[begin Record set]

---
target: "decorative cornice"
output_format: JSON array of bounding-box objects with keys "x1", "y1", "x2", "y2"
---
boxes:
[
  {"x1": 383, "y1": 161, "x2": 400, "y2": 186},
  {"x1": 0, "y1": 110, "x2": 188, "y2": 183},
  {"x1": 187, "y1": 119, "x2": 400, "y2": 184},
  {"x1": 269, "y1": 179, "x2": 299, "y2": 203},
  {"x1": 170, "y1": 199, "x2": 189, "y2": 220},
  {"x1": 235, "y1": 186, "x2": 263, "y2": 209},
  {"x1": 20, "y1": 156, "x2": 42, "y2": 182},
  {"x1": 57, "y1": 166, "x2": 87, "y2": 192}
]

[end Record set]

Exercise: Please reproduce all of the data above in full, every line included, and add 49 to each bounding-box coordinate value.

Reply:
---
target: "decorative cornice"
output_format: JSON array of bounding-box objects with keys "x1", "y1", "x2", "y2"
---
boxes:
[
  {"x1": 432, "y1": 210, "x2": 449, "y2": 235},
  {"x1": 49, "y1": 159, "x2": 237, "y2": 232},
  {"x1": 236, "y1": 168, "x2": 449, "y2": 233},
  {"x1": 318, "y1": 228, "x2": 348, "y2": 252},
  {"x1": 219, "y1": 248, "x2": 238, "y2": 269},
  {"x1": 284, "y1": 235, "x2": 312, "y2": 258},
  {"x1": 69, "y1": 205, "x2": 91, "y2": 231},
  {"x1": 106, "y1": 215, "x2": 136, "y2": 241}
]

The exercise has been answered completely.